■ Aim of the exercise ■
Reproduce every line of the material below verbatim and in its original order, altering nothing.

■ Data supplied ■

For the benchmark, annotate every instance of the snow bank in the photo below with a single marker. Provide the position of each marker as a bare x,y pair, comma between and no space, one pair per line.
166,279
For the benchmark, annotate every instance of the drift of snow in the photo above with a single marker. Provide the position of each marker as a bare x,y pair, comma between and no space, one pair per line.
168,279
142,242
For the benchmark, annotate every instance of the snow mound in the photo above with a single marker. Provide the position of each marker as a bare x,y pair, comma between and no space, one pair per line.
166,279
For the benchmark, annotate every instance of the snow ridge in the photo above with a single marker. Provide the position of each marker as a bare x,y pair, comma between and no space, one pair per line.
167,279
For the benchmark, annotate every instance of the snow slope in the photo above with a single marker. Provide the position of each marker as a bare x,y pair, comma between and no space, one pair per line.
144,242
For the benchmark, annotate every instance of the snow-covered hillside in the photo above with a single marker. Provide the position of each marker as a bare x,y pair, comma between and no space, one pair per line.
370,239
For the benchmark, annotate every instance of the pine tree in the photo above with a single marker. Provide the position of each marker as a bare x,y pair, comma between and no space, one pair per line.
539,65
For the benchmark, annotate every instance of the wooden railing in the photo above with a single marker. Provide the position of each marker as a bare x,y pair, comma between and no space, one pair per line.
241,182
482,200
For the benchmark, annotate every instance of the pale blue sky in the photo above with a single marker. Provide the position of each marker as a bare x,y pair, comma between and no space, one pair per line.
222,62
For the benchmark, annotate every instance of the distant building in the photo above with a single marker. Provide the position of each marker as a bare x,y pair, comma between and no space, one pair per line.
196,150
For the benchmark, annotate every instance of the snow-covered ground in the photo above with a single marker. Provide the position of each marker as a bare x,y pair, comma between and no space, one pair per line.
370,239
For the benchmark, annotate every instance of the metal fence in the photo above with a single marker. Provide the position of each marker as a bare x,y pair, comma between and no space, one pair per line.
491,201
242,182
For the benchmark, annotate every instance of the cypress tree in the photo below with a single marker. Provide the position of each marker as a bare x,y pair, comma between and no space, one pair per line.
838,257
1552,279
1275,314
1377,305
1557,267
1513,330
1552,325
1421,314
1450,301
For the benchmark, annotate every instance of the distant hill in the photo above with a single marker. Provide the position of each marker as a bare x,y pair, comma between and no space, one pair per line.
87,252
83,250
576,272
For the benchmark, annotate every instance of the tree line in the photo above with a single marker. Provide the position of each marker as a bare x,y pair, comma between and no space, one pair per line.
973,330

■ Response to this exercise ■
For the benchmark, annotate every instance of the snow bank in the photo below with a single marker. Provide the position of each marker as a bare x,y pair, comma between and no space, one pair per line.
166,279
For the benchmark, annotate every instance of the drift of snow in the photo above with a single marker. Provide the position of each marker as a bare x,y pair, comma between and no space, one pair per line.
168,279
142,242
For the benchmark, annotate every instance of the snow mound in the photo above with a single marker. Provide the position of each marker as a bare x,y pair, comma between and no space, one pair per line.
166,279
For the benchmark, annotate every instance of the snow ridge in the photo above with a single marker. Provide the position of each marker as a bare x,y pair, comma between and no space, one pair per line.
167,279
For the benchmark, annotate every instance of the snow slope in the photo above with a single marker. Provide the position of each marker as a bare x,y pair, comma between and no space, one pair per line.
144,242
For the benchmark, annotate every instance of the snow-covered hillside in the photo above with a single marker. Provide the position of each marker as a bare x,y pair, comma between and no space, one pair per line.
370,239
For the benchmark, annotate every instance of the pine tree in the photo above with a single marker. Provide the position of each marker as a bare x,y pair, comma between and no space, one pair per line.
539,65
For the benchmark, annotate every instance of the wooden railing in the photo above with a single marker. Provide the position of each marker as a bare x,y pair, comma between and no space, one pair per line.
241,182
482,200
For the benchmark, annotate every instance of the pale blue sky in the photo above with a single marker. Provide the position of each marker as a bare x,y pair, comma between and no space, one pair per line.
222,62
For the benchmark, annotate every instance of the distant building in the photo above with a single marker. Provide the position of each marker as a bare x,y pair, comma between and no space, one pair per line.
196,150
For the benchmark, annotate every instance of the snow-covered ground in the photo above with a single marker. Provide the position of each marker as a bare x,y pair, comma between and no space, one pair per line.
370,239
For the benchmark, annotate every instance of the metal fence in the photo above with a single marker. Provide the position of each marker as a bare x,y pair, comma between and no space, one pair per line.
491,201
242,182
For the benchmark, annotate every instance of the cypress tree in the photo below with a single marker. Provide the position of each marker as a bare x,y pair, comma between and no space, one pair per line.
838,257
1552,279
1275,314
1377,305
1557,267
1513,330
1552,325
1421,314
1450,301
For the benchmark, annotate every instance of the distant hill in the photo above with a single marker. Provide the position of each marker as a bare x,y pair, comma between and no space, one pair per line.
87,252
83,250
576,272
For the benchmark, annotate every instance of the tree line in the photo above with a single marker. Provide the position of each marker as a bare x,y pair, comma between and no space, one pair per line.
973,330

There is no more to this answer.